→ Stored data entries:
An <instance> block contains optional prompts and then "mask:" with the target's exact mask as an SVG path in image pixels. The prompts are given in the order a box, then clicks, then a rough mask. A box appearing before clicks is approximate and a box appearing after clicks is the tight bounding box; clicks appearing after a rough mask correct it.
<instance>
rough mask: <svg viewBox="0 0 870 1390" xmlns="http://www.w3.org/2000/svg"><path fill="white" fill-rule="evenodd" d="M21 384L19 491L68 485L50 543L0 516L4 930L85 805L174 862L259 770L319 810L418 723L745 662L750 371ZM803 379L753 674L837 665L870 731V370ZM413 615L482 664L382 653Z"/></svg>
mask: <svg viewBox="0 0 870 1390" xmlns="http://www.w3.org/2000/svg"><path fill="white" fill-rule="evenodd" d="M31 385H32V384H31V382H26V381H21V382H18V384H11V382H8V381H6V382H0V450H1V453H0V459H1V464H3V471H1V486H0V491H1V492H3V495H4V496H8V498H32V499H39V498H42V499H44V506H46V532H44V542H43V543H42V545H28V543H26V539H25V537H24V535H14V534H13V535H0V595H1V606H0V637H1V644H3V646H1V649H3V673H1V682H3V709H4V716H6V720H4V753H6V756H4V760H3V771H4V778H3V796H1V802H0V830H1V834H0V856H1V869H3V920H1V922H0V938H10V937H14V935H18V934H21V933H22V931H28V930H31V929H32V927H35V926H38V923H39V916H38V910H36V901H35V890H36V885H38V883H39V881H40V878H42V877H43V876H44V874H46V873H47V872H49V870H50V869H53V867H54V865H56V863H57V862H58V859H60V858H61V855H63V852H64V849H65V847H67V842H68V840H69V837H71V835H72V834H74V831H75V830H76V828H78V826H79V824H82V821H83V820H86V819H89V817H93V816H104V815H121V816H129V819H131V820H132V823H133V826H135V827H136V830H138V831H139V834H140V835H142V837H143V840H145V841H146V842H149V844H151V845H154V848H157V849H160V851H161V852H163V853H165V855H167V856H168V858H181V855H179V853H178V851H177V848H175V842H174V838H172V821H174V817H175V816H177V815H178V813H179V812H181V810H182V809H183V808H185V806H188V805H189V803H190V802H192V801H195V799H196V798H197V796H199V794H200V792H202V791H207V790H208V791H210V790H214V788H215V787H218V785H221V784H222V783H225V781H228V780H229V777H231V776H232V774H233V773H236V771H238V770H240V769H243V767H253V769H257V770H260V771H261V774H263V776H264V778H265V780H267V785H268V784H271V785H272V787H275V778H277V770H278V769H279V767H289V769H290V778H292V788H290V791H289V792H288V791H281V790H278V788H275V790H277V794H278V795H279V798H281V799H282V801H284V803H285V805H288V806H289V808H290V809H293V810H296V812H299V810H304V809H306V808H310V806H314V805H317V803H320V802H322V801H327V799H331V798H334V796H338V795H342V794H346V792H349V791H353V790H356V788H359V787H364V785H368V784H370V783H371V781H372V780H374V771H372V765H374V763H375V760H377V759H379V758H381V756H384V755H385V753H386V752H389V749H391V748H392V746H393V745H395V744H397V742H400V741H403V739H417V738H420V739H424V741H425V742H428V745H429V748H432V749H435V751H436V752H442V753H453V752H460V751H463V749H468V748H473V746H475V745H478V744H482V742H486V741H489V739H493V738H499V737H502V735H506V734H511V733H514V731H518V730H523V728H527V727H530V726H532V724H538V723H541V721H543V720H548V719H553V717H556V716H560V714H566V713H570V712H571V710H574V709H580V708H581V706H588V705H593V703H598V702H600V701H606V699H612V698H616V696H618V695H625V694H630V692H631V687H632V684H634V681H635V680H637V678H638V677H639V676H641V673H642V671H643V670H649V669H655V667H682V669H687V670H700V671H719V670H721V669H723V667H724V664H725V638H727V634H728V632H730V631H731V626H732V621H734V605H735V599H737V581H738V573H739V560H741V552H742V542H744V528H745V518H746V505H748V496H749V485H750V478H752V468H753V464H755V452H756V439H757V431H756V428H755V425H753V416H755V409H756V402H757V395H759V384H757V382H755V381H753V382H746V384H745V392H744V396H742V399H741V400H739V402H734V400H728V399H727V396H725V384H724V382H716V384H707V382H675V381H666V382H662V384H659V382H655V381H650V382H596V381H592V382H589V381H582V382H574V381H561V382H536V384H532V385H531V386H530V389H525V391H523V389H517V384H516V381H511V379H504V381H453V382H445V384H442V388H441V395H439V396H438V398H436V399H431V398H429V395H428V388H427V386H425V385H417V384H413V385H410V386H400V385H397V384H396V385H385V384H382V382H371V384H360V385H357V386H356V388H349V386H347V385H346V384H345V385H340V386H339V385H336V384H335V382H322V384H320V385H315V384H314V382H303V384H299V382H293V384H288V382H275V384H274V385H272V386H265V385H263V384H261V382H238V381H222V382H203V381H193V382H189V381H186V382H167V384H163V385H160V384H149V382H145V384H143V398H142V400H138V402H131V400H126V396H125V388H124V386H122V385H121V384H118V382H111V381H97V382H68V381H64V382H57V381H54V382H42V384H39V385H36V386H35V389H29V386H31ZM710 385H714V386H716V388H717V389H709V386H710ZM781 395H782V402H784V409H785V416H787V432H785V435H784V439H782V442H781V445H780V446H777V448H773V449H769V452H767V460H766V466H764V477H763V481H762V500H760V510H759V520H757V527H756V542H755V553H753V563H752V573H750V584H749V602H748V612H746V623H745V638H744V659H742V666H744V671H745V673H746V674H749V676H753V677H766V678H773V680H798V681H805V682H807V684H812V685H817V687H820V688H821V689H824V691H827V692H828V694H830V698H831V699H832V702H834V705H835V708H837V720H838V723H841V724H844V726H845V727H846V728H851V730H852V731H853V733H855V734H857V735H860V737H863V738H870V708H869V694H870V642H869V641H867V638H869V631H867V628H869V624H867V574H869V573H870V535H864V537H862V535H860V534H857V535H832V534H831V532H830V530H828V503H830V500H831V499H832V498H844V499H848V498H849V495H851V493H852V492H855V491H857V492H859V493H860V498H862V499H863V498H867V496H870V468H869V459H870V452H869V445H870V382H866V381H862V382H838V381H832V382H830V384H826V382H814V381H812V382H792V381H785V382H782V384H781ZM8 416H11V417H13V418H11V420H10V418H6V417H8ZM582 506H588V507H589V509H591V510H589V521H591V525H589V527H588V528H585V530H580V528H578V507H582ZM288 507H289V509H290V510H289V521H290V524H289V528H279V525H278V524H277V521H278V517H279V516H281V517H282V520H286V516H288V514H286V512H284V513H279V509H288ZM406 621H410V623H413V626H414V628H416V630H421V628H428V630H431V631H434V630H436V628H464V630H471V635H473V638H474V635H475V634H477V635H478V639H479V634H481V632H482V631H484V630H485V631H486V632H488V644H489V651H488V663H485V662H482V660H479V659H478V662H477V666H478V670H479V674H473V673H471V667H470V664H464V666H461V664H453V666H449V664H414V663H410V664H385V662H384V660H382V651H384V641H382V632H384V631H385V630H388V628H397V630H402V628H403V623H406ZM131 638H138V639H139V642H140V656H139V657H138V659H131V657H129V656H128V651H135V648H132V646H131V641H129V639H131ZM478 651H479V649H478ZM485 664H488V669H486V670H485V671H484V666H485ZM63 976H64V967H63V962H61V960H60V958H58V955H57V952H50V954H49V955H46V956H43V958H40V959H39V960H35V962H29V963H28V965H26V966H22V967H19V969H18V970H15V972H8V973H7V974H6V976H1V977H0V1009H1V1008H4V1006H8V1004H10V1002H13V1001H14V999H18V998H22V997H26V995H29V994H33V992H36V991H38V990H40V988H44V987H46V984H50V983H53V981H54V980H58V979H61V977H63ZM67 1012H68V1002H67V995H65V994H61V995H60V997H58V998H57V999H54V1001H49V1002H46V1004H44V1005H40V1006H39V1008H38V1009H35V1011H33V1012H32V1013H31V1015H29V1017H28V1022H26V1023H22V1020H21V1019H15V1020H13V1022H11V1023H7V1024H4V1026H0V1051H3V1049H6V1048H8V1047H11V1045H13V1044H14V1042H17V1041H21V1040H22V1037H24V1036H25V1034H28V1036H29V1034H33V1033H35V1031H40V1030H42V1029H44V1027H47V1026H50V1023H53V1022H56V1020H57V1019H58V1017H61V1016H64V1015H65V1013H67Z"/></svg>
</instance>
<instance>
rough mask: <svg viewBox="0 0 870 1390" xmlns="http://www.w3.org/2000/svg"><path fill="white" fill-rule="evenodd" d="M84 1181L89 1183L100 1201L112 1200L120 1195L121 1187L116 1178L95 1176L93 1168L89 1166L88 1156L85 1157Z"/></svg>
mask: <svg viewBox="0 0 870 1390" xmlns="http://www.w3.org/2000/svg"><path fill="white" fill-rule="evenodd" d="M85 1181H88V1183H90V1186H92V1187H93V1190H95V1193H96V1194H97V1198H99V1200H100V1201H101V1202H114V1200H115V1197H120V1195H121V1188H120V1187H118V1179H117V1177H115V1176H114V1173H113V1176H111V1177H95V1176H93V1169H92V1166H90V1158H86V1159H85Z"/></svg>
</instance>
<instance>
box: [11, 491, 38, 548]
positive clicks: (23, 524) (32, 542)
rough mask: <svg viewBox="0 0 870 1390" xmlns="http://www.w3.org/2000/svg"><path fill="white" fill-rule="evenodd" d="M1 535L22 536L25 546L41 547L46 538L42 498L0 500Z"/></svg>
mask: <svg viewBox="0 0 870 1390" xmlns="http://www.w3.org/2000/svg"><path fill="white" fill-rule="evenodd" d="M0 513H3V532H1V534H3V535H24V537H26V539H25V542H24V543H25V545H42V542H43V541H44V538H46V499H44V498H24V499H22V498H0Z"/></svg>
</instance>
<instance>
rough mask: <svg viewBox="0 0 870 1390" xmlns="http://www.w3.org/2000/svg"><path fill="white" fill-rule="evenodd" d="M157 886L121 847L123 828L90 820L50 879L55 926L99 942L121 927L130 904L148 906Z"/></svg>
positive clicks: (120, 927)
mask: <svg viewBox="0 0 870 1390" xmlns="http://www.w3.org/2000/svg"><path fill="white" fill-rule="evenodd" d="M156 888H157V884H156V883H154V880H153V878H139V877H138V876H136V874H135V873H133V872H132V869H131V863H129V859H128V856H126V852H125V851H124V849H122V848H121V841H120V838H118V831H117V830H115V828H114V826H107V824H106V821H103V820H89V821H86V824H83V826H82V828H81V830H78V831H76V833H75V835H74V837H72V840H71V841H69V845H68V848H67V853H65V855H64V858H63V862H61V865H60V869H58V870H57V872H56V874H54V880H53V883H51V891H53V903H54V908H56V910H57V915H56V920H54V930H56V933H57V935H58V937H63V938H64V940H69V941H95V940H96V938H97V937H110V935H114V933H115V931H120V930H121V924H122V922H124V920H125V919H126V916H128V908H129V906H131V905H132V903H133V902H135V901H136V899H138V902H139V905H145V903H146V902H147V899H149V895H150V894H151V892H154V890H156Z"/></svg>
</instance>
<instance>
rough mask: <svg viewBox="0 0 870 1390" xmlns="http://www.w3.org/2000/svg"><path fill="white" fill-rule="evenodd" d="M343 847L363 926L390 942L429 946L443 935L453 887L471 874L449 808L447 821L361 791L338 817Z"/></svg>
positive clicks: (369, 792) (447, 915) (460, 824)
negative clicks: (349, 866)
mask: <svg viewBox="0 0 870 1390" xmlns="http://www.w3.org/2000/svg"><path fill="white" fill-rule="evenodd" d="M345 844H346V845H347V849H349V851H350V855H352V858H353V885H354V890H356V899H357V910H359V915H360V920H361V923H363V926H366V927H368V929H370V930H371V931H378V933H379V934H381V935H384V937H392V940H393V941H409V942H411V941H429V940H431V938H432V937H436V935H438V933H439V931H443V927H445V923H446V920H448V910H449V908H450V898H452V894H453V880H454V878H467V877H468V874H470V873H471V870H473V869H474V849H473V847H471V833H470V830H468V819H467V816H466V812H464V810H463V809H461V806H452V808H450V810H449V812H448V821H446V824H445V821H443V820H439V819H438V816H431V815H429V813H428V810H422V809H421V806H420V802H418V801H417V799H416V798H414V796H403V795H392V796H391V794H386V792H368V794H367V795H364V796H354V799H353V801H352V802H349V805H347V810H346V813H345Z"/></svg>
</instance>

→ WHAT NEEDS TO BE DONE: Render each line from the start of the entries up to and including the line containing "384L19 491L68 485L50" as one string in a JSON list, skipping any blank lines.

→ REPLY:
[
  "An <instance> block contains optional prompts and then \"mask:\" with the target's exact mask as an SVG path in image pixels. The prompts are given in the order a box, then clicks, then a rough mask. A box appearing before clicks is approximate and a box appearing after clicks is the tight bounding box; clicks appearing after a rough mask correct it.",
  "<instance>",
  "rough mask: <svg viewBox=\"0 0 870 1390\" xmlns=\"http://www.w3.org/2000/svg\"><path fill=\"white\" fill-rule=\"evenodd\" d=\"M21 384L19 491L68 485L50 543L0 516L4 930L85 805L174 862L259 770L319 810L418 723L745 662L750 371ZM803 379L753 674L837 665L870 731V370ZM413 615L482 664L382 653Z\"/></svg>"
]